■ **Required action A**
Rewrite the stretch of the theater reviews from "The Third Man (Menier" through "deaths of thousands.", putting "Austrian" in place of "Viennese".
■ **Required action B**
Carry on the theater reviews from the point where they stop.

After nearly three hours, the show does run out of motivational booze and is no longer sure what it’s saying beyond a bleary, beery ‘we love you Gareth-from-Crawley’. But what the hell, that’ll do. It’s a hugely popular show that will surely transfer to another theatre. In the meantime, any chance of Southgate taking over the now vacant job of artistic director at the National? What are the odds!?

Love dilutes a classic noir

The Third Man (Menier Chocolate Factory, London) 

Rating:

Verdict: Whither the zither?

The Third Man is not a film that’s crying out for a musical adaptation. After all, Graham Greene’s 1949 classic of film noir, starring Orson Welles, is the tale of Viennese gangster Harry Lime whose peddling of medical contraband has caused the deaths of thousands.

Yet, if you really felt it necessary to ratchet in a slushy love story, you might well turn to the impressive triumvirate of writer Christopher Hampton, lyricist Don Black and director Sir Trevor Nunn.

The Third Man stars Sam Underwood as Holly and Natalie Dunne as Anna

Sadly, Hampton contrives to turn Greene’s thriller into a musty pot-boiler with dialogue stiffer than a Presbyterian dog collar. Even Black, who’s known for multiple Tony Award-winning musical Sunset Boulevard, struggles.

You could also forgive the generic jazz score, if it hadn’t usurped the film’s beloved theme tune famously played on a zither (that’s thrown in at the interval).

Sam Underwood as Holly Martins, who arrives in Vienna at the invitation of his school friend Lime, makes a sappy hero, tearing up whenever he goes near Lime’s ex, Anna (Natalie Dunne). He should take his cue from Edward Baker-Duly who emulates the virile Trevor Howard in the film as the British Military Policeman — or Simon Bailey, who despatches that cuckoo-clock speech with withering aplomb.

Parody of Jesus can’t save us from measly results 

The Pillowman (Duke of York’s Theatre, London)

Rating:

Verdict: Stuffed target.

Ultimately, we can only guess why pop star Lily Allen got involved with Martin McDonagh’s nasty 1990s black comedy about infanticide and child psychological abuse. The rest of us should approach it with a bargepole and a space suit.

[Data extracted from a collection]

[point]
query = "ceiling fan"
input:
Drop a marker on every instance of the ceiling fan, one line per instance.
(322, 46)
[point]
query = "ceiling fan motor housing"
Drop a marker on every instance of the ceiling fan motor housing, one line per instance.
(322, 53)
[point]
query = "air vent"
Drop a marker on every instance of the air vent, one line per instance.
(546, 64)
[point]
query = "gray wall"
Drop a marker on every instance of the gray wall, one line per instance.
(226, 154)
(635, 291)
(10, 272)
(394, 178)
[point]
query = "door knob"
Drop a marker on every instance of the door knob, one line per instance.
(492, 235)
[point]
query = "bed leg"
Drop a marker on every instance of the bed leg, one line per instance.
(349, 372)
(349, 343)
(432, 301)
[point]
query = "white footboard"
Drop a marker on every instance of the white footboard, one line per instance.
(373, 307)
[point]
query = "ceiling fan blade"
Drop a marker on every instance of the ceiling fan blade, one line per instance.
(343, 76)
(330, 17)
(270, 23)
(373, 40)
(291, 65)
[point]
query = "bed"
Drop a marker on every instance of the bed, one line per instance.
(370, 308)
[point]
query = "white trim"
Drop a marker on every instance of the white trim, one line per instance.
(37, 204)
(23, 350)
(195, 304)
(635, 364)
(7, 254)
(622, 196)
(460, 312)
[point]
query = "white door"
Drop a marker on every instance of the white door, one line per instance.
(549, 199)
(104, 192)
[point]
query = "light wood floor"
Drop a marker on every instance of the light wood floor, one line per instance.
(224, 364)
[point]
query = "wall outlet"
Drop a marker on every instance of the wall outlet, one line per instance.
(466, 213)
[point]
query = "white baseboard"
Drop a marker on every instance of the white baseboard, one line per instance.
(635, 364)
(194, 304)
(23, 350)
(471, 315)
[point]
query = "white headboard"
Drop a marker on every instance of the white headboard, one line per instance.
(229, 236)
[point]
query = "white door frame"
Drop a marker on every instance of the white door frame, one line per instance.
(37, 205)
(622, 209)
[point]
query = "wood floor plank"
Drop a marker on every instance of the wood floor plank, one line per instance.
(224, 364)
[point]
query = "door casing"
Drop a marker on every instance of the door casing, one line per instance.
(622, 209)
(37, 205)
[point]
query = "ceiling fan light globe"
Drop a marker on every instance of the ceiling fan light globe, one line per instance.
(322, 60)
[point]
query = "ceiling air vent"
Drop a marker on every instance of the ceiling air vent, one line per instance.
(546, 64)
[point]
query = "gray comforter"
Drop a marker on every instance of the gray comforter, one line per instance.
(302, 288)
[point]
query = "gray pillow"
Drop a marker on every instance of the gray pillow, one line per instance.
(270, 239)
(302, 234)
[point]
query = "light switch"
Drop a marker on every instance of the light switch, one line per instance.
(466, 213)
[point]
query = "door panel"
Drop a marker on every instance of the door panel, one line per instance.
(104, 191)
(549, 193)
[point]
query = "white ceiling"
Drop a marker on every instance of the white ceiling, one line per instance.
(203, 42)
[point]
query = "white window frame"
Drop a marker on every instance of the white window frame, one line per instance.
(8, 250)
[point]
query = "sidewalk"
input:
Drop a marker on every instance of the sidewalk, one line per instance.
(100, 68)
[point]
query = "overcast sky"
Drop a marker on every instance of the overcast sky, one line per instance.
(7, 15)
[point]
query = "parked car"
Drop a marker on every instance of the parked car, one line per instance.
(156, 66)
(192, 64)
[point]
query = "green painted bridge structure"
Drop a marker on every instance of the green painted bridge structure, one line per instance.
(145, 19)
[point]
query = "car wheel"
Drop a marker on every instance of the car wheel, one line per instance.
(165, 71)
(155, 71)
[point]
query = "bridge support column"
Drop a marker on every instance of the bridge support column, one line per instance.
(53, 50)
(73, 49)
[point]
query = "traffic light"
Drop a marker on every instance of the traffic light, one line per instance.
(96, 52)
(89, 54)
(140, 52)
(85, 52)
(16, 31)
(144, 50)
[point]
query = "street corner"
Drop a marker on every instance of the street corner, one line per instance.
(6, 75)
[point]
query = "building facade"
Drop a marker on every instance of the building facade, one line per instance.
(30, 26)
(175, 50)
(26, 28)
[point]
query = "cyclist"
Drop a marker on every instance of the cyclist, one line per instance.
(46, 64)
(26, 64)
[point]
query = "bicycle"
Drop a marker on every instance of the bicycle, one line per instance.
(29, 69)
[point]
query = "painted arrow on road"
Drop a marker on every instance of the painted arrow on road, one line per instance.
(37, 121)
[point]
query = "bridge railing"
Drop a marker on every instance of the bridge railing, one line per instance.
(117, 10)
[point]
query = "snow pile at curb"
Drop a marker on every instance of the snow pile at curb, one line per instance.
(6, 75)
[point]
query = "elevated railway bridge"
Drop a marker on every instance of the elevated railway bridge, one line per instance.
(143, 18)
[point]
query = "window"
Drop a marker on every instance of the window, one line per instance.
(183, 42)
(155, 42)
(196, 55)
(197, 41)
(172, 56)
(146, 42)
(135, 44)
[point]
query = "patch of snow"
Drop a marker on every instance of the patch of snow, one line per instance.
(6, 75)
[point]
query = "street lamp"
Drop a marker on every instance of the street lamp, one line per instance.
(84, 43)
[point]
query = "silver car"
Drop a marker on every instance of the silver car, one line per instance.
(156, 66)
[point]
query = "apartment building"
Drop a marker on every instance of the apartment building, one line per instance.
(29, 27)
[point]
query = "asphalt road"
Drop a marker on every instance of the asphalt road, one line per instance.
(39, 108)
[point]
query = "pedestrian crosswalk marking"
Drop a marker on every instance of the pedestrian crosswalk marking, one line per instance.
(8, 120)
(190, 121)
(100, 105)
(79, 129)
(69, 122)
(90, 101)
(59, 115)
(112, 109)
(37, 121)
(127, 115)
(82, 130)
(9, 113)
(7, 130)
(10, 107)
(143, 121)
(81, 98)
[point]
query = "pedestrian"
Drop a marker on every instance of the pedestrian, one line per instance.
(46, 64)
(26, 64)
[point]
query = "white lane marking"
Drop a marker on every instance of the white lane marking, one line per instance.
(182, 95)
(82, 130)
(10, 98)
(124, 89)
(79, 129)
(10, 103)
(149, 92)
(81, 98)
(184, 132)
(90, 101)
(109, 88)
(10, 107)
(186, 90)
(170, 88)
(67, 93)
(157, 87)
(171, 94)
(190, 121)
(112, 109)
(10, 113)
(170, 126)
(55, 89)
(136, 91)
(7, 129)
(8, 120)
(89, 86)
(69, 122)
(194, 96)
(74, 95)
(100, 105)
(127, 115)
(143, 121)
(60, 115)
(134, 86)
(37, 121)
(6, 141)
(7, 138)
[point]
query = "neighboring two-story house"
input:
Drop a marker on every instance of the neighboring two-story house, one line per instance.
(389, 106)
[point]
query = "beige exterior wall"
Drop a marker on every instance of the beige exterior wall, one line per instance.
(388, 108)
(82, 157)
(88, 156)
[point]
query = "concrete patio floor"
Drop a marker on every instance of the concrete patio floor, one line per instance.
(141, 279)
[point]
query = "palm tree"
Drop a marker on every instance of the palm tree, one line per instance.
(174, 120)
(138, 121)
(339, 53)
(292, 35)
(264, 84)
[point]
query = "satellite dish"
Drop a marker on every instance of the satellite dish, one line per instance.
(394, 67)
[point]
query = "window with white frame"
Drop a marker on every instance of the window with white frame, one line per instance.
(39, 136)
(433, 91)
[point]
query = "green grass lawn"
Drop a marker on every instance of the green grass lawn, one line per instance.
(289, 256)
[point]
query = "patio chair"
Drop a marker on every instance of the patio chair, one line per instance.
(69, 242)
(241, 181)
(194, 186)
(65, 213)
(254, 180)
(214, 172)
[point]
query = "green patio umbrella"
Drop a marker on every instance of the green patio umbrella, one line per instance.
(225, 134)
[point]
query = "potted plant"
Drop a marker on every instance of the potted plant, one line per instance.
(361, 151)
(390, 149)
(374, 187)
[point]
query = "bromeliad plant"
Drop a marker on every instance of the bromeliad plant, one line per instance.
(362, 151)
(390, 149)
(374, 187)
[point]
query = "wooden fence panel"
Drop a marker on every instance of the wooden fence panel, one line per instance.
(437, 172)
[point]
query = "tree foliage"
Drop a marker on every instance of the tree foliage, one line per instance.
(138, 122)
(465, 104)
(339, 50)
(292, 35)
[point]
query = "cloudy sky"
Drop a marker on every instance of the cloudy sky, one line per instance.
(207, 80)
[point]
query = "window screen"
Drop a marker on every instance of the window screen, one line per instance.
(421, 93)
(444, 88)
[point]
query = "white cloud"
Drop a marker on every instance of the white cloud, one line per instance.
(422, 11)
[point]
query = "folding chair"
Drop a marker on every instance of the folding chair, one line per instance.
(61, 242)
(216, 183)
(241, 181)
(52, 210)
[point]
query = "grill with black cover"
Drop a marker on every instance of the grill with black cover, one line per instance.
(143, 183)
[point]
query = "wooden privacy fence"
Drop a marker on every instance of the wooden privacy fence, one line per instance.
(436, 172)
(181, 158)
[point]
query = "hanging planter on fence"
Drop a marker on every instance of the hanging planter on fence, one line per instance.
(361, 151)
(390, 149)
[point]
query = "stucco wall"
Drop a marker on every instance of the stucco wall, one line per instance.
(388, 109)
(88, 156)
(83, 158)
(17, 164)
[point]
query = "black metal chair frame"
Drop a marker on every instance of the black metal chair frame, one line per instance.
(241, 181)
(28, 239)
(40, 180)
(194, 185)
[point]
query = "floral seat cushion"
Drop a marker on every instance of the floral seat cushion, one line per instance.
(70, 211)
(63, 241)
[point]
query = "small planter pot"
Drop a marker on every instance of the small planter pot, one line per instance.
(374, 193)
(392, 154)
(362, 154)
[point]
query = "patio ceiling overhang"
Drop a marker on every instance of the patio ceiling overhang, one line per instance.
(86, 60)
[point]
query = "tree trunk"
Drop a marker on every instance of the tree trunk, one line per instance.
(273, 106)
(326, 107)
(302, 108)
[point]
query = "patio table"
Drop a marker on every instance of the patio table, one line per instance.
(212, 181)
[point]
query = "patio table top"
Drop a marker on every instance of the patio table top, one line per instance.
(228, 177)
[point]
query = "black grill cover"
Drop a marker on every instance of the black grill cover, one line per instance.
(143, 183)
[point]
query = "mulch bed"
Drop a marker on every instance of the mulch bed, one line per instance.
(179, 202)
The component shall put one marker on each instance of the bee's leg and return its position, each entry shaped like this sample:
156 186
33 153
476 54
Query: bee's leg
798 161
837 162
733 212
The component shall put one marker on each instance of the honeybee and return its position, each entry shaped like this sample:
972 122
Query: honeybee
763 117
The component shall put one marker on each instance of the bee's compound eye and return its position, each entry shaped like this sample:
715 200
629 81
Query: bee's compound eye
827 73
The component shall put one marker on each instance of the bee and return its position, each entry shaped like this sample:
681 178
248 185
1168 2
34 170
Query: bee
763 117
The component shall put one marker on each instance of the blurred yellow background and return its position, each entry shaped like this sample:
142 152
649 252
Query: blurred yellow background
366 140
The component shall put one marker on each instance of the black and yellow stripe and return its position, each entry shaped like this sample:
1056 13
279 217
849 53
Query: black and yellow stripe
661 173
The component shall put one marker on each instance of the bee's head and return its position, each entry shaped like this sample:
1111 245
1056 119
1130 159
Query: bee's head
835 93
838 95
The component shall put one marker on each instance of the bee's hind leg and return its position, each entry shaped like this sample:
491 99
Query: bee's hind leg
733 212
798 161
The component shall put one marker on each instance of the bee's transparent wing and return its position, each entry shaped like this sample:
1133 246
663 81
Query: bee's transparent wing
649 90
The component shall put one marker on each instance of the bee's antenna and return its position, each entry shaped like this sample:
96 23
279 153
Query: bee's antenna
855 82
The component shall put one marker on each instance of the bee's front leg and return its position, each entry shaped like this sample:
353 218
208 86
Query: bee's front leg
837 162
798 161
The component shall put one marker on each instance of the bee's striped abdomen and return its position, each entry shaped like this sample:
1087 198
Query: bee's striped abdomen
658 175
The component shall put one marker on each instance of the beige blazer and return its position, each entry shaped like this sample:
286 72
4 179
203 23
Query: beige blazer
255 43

■ **Written response A**
The Third Man (Menier Chocolate Factory, London) 

Rating:

Verdict: Whither the zither?

The Third Man is not a film that’s crying out for a musical adaptation. After all, Graham Greene’s 1949 classic of film noir, starring Orson Welles, is the tale of Austrian gangster Harry Lime whose peddling of medical contraband has caused the deaths of thousands.

■ **Written response B**
Lily Allen (starring in The Pillowman) is capable of much more than narrating deadpan horror stories

A bit like the film The Usual Suspects – which also first appeared in 1995 – Allen’s character, Katurian (previously played by David Tennant in 2003), plays cat and mouse as she spins Brothers Grimm-like fairy tales to bamboozle two sinister cops (Steve Pemberton and Paul Kaye), who are investigating child murders in a nameless totalitarian country.

Academics may hail the work as a template of McDonagh’s artistic adventures in sadism and psychological manipulation, with plays such as The Lieutenant of Inishmore and films like In Bruges. Talk of ‘spastics’ and threats of anal assault will suffice for some. Others will balk at Katurian’s tale of a big cuddly Pillowman who helps children feel better about suicide.

But the last straw will come for many after the interval when we are treated to a parody of the life of Jesus, involving the mock crucifixion of a little girl, who is then vividly buried alive. It’s interesting to think that there are parents out there willing to allow their own kids to be involved in such larks.

The clever thing about this is supposed to be that Katurian is just feeding dim-witted cops’ eager appetites to be shocked. It’s also supposed to be a polemic against censorship, as she does a deal to save her stories from being burnt. But given that plays like this are free to be staged in the UK, it was necessary for McDonagh to invent the softer target of a fictional country.

To her credit Allen is impressively immersed in her role. Every part of her body twitches in plausible simulation of a woman being tortured for evidence that she freely supplies. But following a creditable turn in 2:22 A Ghost Story two years ago, Allen is capable of much more than narrating deadpan horror stories, and allowing herself to be beaten up by authoritarian meat heads.

Pemberton certainly excels in his role as the ‘good cop,’ performed in the manner of Ken Dodd spouting the notorious ‘hair-dryer’ language of Sir Alex Ferguson. Kaye, meanwhile, is the oleaginous, sociopathic ‘bad cop’ without two brain cells to keep him company. And, just like the play, he uses excessive force to procure his measly results.